MATERIAL TO PROCESS:
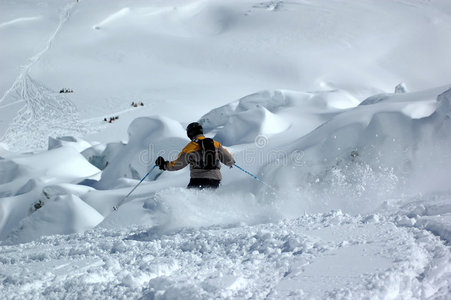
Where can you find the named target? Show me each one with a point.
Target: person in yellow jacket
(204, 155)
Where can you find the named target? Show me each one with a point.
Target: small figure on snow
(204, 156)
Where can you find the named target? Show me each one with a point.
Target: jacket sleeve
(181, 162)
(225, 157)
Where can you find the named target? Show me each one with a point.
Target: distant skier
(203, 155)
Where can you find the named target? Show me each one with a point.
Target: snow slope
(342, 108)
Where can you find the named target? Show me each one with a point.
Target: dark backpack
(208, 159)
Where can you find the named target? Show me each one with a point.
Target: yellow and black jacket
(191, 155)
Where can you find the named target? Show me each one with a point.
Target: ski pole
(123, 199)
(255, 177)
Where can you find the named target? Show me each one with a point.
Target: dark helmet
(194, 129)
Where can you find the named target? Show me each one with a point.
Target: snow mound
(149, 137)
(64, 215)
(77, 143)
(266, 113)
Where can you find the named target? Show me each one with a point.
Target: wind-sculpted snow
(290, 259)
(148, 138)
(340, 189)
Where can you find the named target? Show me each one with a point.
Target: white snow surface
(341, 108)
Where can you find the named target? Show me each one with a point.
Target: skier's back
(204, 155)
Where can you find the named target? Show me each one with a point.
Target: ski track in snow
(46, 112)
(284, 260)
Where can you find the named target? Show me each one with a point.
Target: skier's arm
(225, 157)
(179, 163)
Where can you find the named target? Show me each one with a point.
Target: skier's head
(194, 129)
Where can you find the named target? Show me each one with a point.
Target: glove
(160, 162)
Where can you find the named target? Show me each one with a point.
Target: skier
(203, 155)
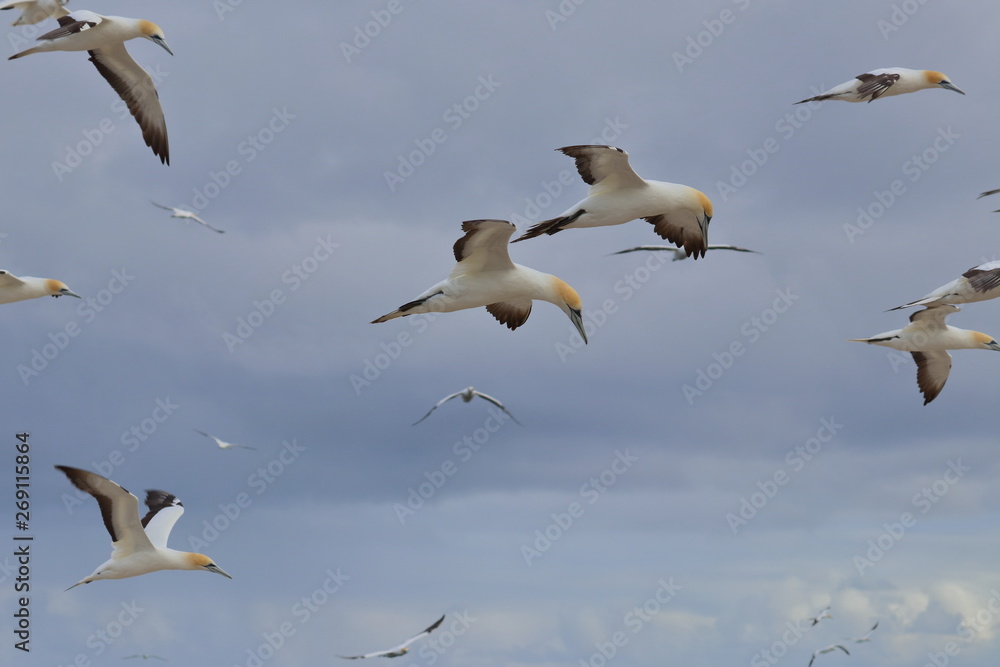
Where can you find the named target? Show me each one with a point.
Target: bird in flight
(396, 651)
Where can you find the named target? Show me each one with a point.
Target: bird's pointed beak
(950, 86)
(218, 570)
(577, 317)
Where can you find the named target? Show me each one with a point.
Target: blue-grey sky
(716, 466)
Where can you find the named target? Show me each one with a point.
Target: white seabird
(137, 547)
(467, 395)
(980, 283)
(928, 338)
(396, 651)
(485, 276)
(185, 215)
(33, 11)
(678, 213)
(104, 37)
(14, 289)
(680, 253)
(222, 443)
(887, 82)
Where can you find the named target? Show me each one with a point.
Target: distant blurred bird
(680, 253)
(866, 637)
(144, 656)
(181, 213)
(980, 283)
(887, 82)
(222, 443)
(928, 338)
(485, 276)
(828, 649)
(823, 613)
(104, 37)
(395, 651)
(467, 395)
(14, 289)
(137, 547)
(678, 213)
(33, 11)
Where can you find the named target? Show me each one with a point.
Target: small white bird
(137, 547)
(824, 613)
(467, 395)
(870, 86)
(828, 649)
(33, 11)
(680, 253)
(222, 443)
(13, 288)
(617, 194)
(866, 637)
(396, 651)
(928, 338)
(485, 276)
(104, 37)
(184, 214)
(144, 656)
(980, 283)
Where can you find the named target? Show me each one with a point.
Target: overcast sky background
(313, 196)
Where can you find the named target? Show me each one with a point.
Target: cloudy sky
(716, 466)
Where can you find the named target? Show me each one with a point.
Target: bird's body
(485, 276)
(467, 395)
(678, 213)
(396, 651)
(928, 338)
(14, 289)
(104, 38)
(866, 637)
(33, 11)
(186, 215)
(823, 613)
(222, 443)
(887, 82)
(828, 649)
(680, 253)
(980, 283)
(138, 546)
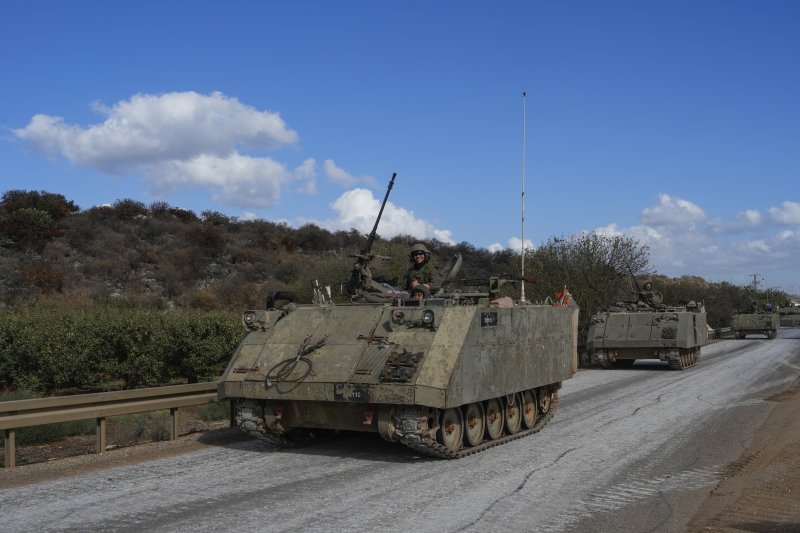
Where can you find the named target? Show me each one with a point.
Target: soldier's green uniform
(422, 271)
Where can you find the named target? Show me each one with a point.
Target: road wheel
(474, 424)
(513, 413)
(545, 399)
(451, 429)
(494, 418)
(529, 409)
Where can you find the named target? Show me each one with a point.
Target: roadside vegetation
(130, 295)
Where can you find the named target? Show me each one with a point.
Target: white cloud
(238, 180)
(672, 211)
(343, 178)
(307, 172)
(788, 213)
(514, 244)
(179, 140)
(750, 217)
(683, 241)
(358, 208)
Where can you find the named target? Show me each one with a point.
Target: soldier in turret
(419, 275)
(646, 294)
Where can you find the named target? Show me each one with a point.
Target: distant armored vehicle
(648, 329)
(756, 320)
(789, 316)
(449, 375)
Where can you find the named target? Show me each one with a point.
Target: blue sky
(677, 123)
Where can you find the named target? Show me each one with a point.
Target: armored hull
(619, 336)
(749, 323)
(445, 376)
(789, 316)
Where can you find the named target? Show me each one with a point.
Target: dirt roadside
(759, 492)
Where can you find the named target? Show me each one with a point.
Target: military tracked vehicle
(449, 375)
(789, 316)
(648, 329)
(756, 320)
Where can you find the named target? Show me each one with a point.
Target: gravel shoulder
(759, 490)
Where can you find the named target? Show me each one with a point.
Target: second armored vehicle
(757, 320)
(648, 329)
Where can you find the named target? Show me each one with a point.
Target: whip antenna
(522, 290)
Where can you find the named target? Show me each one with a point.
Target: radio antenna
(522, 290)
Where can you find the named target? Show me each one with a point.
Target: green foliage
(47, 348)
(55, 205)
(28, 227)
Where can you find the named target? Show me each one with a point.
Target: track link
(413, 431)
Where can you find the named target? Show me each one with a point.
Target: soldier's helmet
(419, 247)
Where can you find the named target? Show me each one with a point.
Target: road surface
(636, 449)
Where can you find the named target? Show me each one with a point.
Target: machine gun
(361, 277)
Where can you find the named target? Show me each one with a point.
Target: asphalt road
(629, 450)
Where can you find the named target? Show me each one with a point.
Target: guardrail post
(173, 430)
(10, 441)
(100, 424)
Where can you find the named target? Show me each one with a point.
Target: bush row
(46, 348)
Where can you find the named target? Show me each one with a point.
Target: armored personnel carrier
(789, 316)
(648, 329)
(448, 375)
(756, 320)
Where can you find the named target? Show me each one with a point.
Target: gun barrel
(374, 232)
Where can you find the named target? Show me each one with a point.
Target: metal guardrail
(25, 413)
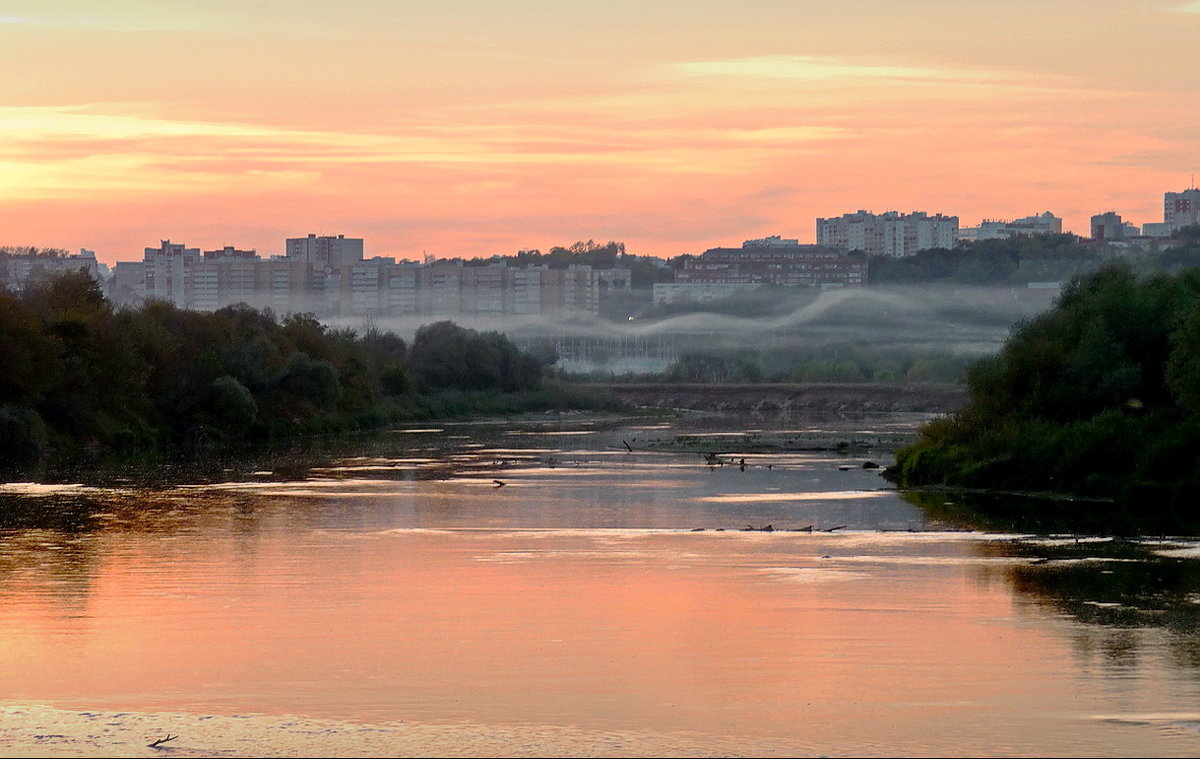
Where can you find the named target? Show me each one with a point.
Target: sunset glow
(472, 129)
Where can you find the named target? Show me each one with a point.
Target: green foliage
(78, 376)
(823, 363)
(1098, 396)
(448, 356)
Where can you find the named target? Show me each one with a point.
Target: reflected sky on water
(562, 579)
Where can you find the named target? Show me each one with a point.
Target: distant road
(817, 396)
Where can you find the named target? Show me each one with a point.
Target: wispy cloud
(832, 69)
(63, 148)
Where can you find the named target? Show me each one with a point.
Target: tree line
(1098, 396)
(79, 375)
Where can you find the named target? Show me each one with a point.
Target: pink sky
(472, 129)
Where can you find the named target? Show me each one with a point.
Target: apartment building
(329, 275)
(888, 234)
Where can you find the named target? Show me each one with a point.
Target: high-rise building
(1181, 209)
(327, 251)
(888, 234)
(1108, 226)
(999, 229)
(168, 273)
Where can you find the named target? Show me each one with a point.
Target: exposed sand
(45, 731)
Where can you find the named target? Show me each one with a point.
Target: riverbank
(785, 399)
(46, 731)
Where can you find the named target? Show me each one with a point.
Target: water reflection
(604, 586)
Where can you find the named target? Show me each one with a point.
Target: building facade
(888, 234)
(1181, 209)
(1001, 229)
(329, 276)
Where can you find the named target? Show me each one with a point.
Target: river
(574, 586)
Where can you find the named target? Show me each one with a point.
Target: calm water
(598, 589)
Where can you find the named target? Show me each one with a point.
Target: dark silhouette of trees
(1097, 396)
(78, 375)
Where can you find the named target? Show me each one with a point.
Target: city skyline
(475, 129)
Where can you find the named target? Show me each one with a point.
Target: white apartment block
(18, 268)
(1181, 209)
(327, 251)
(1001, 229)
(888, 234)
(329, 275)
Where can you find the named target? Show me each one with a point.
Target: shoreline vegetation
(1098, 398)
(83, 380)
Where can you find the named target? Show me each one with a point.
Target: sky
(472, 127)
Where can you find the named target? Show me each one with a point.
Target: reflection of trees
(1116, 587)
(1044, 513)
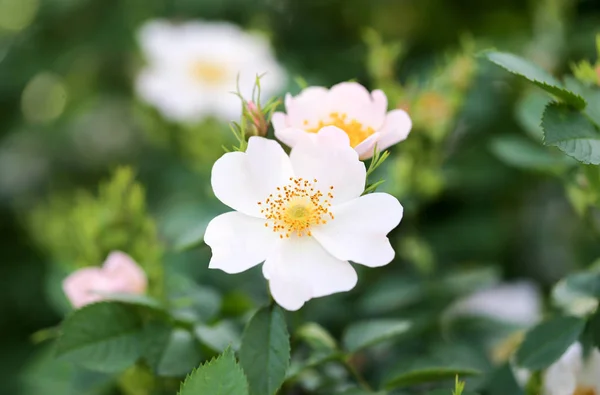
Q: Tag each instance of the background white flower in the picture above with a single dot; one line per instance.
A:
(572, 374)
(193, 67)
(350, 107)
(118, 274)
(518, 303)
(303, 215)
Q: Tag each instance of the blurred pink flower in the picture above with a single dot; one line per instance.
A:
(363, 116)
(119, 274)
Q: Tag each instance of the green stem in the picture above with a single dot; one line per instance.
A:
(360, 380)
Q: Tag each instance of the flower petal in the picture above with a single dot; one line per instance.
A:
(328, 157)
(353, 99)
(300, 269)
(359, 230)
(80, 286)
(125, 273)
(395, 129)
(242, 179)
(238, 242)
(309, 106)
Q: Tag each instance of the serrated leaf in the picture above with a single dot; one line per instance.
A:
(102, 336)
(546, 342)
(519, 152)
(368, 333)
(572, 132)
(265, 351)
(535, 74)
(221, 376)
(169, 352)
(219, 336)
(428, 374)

YOUR TASK: Your task is to output exactly the lines running from the one with "Q: Tag each instance of the background" through the final line of the material above, with both ends included.

FINAL RESULT:
Q: Tag each instance of the background white flower in the picture above with a single dot; one line per instance.
A:
(572, 374)
(193, 67)
(350, 107)
(118, 274)
(518, 303)
(303, 215)
Q: Tag each instance of the blurred pink flower in the picture above with a single dot; one line per instance.
A:
(363, 116)
(119, 274)
Q: Tag each instance of the green stem in the picture above with a single dot; one line per instance.
A:
(360, 380)
Q: Tag each instance of the flower petal in the picture above with a single dot; one line per instance.
A:
(328, 157)
(353, 99)
(300, 269)
(359, 230)
(80, 286)
(125, 273)
(395, 129)
(242, 179)
(238, 242)
(309, 106)
Q: Tag each instance of the serrated leaf in the picture above with a single dot; one line per instance.
A:
(102, 336)
(546, 342)
(519, 152)
(368, 333)
(572, 132)
(265, 351)
(535, 74)
(221, 376)
(169, 352)
(219, 336)
(428, 374)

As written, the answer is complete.